_Record extracts:_
/---

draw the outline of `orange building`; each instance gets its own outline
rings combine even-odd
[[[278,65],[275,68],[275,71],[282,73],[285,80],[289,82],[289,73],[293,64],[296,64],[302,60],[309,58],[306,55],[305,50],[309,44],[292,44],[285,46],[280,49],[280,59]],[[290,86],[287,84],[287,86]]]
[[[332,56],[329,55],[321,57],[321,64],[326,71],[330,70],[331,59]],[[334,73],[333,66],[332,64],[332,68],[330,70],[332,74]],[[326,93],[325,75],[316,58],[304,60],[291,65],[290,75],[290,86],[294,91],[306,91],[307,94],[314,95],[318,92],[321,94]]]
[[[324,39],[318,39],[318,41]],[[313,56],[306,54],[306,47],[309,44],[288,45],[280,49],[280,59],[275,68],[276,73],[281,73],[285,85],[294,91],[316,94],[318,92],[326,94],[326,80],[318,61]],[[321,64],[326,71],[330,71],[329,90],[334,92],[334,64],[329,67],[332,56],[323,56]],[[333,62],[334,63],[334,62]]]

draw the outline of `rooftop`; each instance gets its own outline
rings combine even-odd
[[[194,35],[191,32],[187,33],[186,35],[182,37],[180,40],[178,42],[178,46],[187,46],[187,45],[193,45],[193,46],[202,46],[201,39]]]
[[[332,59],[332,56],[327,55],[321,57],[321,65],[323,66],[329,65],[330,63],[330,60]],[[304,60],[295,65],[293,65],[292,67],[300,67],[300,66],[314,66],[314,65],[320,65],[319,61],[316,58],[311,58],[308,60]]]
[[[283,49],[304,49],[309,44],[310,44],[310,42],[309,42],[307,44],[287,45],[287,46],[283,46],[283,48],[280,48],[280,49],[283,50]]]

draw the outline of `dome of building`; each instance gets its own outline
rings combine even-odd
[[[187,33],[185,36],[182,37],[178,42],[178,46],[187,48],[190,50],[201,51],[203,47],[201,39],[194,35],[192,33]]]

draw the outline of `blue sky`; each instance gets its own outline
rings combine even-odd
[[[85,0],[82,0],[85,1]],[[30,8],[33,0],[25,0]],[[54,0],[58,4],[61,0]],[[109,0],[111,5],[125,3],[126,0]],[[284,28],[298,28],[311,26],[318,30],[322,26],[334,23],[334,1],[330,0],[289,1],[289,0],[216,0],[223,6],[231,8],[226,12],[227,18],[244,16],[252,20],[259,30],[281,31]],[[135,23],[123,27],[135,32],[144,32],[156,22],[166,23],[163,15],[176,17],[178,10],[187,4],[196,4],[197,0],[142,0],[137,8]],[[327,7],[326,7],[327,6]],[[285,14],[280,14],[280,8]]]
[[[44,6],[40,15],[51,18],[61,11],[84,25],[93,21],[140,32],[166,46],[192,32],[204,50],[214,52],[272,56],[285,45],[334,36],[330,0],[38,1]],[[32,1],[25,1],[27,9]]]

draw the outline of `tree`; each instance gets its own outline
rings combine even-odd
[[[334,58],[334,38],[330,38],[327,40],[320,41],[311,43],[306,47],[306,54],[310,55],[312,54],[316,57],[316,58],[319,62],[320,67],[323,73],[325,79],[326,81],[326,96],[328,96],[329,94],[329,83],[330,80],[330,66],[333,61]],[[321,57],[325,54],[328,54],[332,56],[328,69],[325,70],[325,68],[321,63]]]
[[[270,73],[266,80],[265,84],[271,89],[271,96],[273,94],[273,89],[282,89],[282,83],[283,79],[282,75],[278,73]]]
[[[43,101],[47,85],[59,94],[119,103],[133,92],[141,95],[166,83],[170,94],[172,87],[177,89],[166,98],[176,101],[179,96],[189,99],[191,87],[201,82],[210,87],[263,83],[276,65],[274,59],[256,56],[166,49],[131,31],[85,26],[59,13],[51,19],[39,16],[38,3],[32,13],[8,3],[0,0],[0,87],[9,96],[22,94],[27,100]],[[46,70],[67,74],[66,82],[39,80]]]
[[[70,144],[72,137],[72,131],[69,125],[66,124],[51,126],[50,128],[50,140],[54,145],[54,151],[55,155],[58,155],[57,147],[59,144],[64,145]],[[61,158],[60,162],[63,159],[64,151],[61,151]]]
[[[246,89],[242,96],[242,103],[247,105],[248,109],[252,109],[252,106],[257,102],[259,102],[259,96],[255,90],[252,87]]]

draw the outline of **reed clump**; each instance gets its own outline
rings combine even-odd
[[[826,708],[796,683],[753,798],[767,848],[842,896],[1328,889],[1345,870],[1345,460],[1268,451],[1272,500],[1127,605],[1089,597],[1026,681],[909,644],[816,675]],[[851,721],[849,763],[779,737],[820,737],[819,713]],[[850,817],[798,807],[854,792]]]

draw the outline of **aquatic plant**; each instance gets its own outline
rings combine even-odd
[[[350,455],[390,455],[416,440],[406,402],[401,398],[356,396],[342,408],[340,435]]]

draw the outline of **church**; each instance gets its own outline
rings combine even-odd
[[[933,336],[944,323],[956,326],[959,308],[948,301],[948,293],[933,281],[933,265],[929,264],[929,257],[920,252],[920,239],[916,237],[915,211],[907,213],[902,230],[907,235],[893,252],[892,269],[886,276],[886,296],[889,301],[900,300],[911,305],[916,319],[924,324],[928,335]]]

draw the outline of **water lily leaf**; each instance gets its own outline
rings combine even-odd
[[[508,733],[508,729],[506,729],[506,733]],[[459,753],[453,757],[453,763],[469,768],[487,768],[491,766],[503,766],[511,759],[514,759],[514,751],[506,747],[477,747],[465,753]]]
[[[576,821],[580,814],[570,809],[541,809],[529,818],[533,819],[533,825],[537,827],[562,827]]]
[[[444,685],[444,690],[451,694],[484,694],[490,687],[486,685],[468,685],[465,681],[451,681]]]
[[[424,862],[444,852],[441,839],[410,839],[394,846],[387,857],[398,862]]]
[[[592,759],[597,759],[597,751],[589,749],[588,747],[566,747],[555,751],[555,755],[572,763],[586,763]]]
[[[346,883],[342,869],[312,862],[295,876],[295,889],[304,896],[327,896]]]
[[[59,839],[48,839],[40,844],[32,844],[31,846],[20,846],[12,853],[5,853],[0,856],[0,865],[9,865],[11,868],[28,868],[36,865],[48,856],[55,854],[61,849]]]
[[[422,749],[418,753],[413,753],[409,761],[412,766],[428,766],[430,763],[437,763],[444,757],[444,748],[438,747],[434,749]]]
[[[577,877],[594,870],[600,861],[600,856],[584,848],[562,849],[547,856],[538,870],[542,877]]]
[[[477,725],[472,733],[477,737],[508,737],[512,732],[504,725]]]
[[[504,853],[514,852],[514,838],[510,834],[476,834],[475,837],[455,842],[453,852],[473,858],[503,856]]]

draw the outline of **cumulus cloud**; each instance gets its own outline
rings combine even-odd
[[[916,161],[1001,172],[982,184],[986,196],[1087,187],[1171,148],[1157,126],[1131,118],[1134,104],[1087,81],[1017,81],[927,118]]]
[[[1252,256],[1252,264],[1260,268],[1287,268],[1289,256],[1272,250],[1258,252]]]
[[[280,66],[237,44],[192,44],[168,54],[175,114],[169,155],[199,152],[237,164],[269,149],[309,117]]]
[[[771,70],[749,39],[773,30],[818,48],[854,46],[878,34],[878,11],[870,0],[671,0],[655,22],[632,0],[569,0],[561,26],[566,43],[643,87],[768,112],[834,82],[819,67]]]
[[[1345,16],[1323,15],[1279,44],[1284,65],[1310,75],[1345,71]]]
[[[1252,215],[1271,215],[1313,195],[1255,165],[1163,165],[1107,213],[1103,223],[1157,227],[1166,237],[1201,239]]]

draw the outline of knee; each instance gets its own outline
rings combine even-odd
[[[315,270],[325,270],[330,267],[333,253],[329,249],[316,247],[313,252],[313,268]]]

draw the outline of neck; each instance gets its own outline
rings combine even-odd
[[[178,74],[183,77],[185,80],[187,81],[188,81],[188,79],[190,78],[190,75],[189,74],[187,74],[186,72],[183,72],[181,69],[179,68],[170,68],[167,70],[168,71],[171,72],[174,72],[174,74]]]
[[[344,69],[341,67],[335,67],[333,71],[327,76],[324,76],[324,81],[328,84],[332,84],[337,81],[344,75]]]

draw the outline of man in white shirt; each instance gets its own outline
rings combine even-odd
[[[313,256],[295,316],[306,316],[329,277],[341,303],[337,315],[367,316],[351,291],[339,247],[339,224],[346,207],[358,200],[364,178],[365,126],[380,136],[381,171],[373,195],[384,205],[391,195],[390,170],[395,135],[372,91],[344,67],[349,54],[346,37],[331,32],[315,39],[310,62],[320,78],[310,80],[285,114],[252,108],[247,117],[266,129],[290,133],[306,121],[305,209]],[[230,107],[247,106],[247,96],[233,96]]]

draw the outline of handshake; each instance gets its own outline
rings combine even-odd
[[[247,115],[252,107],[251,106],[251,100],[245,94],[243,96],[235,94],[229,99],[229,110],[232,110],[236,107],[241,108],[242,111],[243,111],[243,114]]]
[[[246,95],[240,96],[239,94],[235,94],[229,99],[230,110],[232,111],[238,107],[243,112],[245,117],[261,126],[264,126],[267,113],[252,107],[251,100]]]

\---

_Work required:_ Copy out the lines of the records between the line containing "draw the outline of handshake;" and the end of the records, including both ends.

_Task response:_
draw the outline of handshake; each instance gets its own outline
rings combine even-odd
[[[247,115],[252,107],[251,106],[251,100],[245,94],[243,96],[235,94],[229,99],[229,110],[232,110],[236,107],[241,108],[242,111],[243,111],[243,114]]]
[[[246,95],[240,96],[239,94],[235,94],[229,99],[230,110],[232,111],[238,107],[243,112],[245,117],[261,126],[264,126],[267,113],[252,107],[251,100]]]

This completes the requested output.